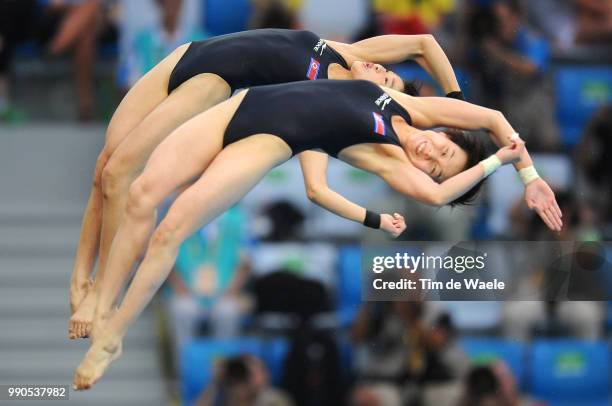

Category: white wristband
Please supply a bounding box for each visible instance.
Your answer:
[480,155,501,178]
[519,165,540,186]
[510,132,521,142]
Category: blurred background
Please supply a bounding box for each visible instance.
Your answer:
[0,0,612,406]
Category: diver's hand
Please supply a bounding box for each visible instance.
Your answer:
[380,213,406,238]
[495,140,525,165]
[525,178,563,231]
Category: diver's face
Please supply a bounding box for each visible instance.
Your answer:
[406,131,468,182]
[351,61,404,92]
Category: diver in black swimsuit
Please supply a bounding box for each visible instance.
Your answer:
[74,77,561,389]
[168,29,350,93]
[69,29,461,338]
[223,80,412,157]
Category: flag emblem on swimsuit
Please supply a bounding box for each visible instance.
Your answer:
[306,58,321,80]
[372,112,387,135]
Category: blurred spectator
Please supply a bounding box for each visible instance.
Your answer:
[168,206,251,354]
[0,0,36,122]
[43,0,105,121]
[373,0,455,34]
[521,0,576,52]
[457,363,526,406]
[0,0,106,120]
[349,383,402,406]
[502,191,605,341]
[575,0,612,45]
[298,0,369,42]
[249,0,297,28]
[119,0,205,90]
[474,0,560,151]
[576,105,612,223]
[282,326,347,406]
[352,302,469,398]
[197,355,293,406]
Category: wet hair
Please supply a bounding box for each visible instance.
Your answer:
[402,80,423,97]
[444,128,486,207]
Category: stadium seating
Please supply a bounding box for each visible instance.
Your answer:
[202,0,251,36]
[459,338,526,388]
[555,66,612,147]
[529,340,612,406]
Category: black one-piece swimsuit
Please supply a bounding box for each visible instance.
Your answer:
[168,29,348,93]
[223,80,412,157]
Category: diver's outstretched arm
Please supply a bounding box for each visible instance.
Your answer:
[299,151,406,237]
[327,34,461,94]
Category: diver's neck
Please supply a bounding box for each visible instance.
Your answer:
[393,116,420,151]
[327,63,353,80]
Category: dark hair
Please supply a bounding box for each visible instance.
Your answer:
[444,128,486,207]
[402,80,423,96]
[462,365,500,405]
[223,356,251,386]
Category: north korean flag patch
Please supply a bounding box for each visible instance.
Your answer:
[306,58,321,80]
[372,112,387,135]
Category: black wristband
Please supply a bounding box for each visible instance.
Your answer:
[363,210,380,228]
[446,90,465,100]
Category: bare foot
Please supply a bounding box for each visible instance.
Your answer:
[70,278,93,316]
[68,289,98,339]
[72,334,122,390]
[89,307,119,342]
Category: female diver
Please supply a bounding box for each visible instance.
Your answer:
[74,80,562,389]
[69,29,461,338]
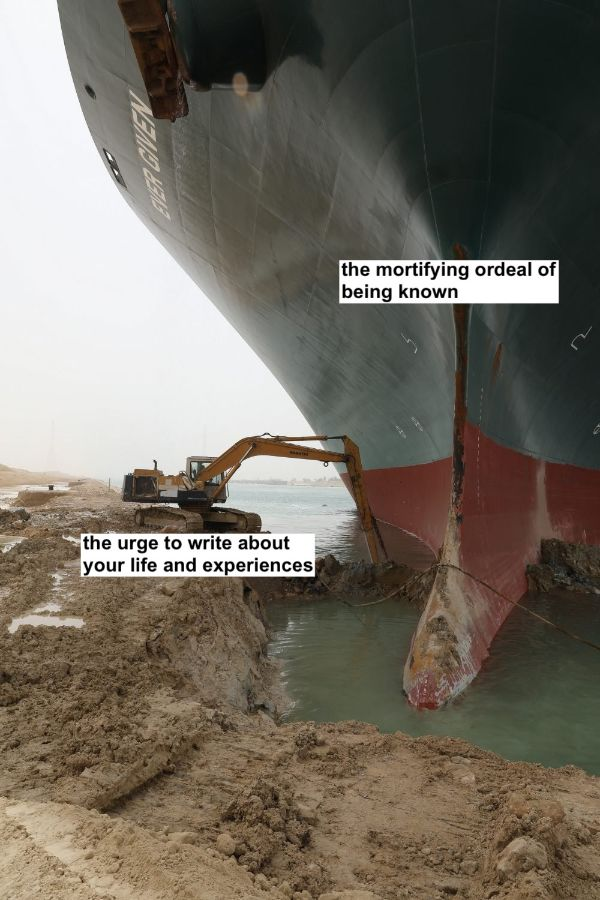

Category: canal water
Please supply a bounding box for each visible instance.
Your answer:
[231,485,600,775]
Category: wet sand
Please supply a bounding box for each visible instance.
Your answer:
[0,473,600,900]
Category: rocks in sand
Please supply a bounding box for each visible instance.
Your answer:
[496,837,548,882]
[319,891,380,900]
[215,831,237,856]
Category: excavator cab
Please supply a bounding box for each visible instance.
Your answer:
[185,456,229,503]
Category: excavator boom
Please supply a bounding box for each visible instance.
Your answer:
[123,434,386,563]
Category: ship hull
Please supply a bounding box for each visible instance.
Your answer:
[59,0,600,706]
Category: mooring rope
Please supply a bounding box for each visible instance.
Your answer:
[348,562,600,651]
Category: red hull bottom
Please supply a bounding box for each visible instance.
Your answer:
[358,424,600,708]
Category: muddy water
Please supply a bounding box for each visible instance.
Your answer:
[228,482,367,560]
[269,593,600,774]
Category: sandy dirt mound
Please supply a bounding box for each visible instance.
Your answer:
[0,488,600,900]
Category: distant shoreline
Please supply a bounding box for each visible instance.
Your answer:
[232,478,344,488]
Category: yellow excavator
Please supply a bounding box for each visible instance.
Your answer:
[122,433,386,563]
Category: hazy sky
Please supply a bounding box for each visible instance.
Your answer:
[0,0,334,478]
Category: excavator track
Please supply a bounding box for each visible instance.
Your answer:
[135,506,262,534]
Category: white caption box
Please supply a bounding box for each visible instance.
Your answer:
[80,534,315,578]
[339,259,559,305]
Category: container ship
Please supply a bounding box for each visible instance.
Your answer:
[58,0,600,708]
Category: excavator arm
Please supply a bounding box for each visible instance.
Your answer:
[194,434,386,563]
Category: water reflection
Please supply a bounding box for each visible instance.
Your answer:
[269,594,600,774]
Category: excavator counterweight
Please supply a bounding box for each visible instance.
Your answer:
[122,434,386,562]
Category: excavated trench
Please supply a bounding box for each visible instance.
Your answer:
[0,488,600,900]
=======
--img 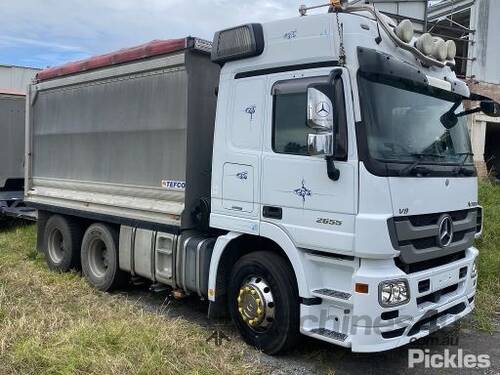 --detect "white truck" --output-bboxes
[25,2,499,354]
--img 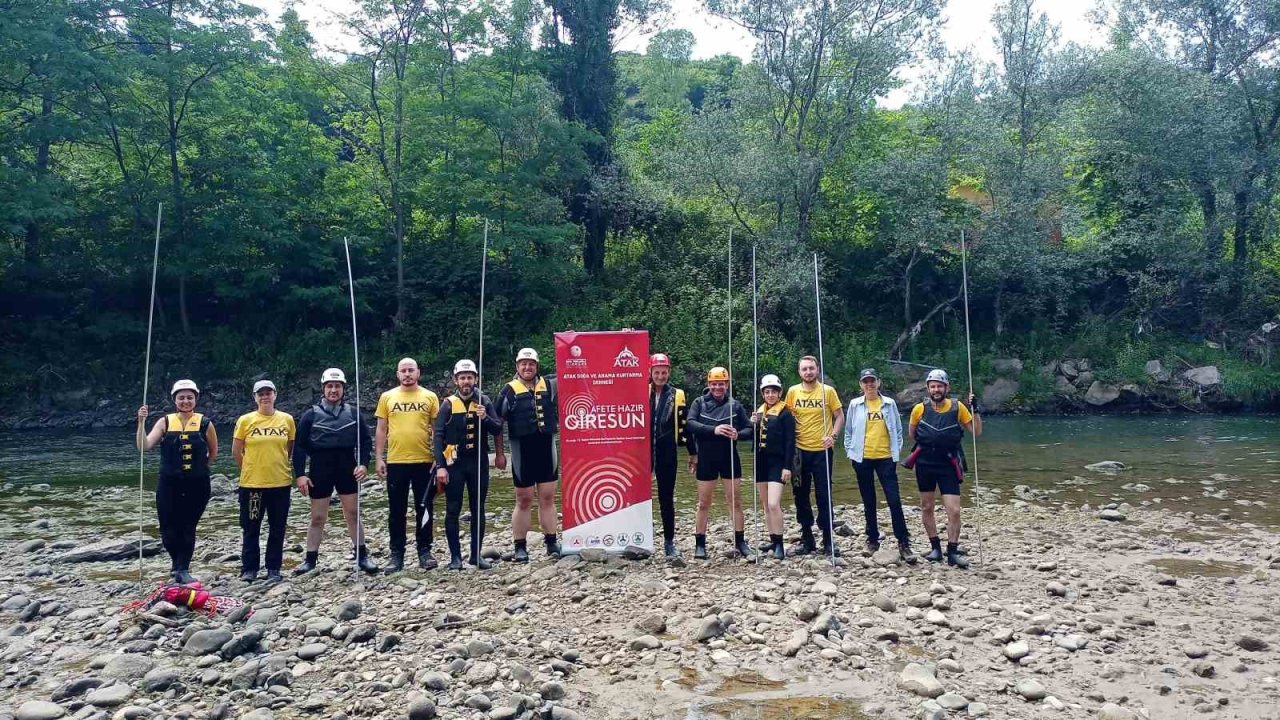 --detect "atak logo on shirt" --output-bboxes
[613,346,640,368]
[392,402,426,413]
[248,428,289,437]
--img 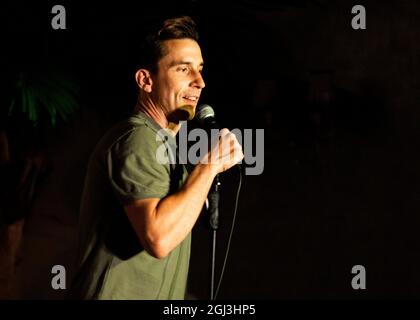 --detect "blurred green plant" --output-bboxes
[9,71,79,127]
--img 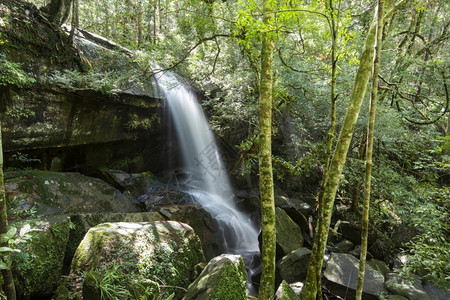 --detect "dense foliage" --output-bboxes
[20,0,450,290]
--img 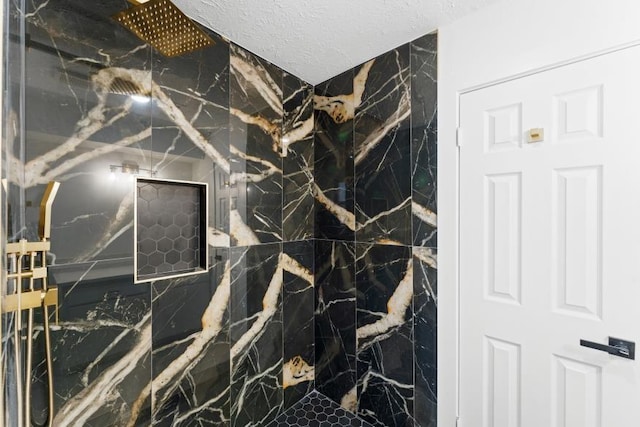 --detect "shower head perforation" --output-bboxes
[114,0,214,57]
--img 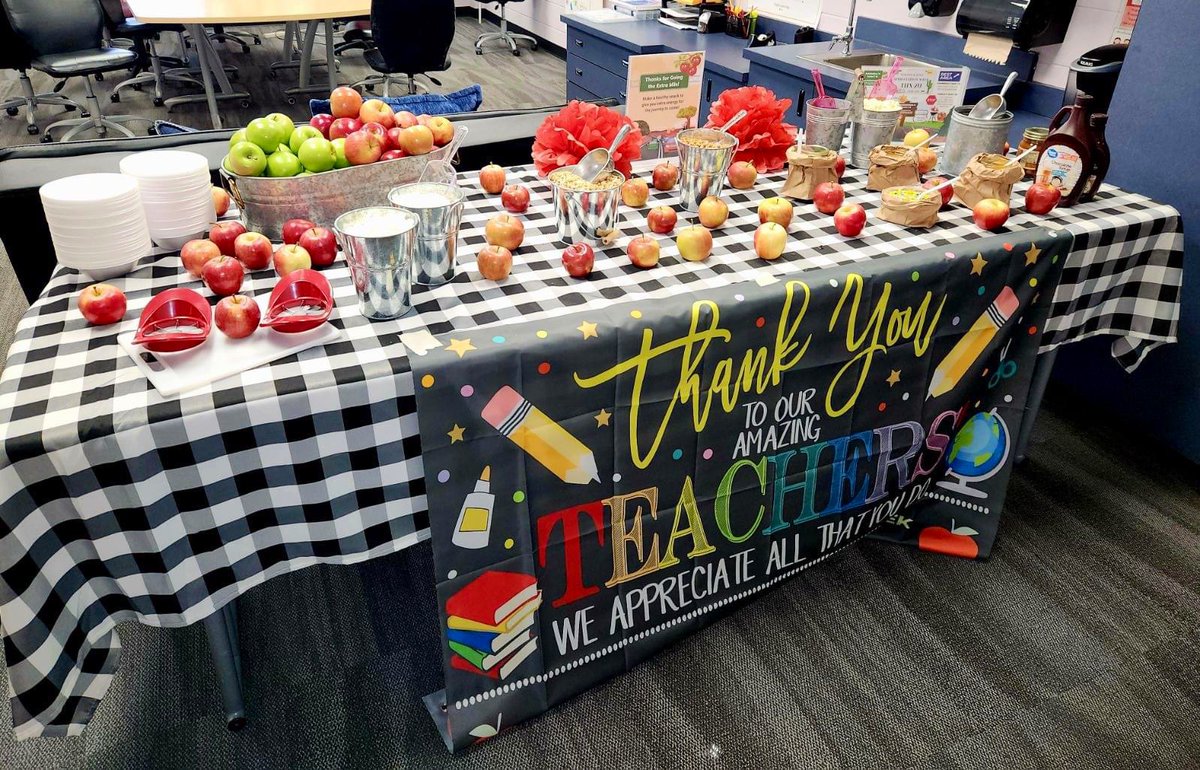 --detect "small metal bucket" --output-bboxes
=======
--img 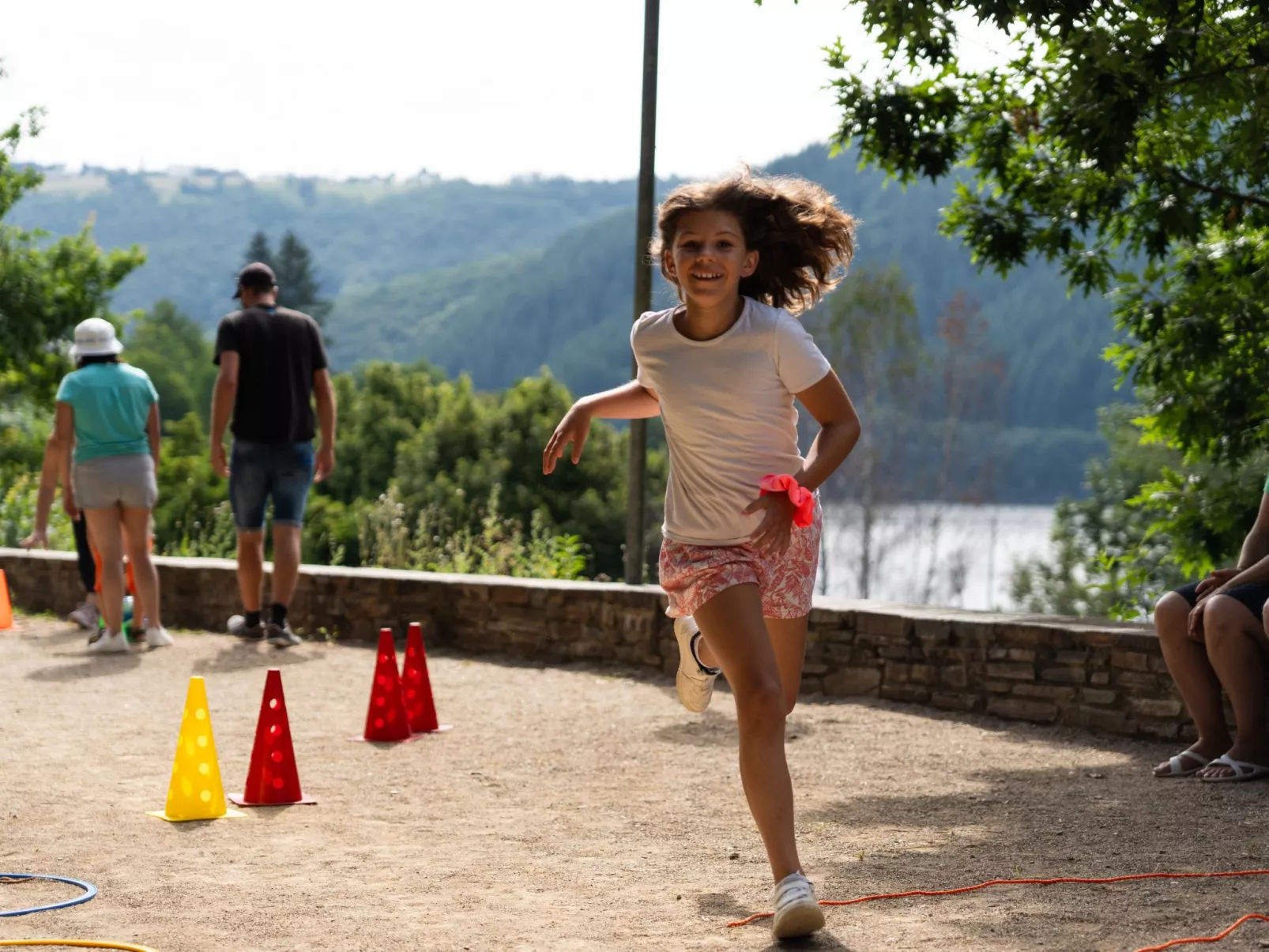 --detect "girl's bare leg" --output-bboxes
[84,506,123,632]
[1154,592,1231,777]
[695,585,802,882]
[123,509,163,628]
=======
== Exercise description ==
Output everything from the line containing "Category: red hull bottom" down to the line containing "[122,433,386,563]", both included, as a two-column CSV with the headers input and output. Give one row per item, with its text under input and its answer under output, each in a single quoted field with line breaks replaced by spaces.

== Response ==
input,output
"Category: red hull bottom Please supply a bounding box for each visible instance. Your answer:","[358,424,600,708]"
"Category: muddy water Please supply a bounding box for each visible instance. Your answer:","[228,482,367,560] [269,593,600,774]"
"Category: sandy dirt mound Please supply a bounding box for each visible instance. Your answer:","[0,488,600,900]"
"Category: distant shoreline Please supply a bounding box for each visible instance. Your answer:","[232,478,344,488]"
"Category: yellow excavator Please supply a bounding box for each visible instance. Your answer:","[122,433,386,563]"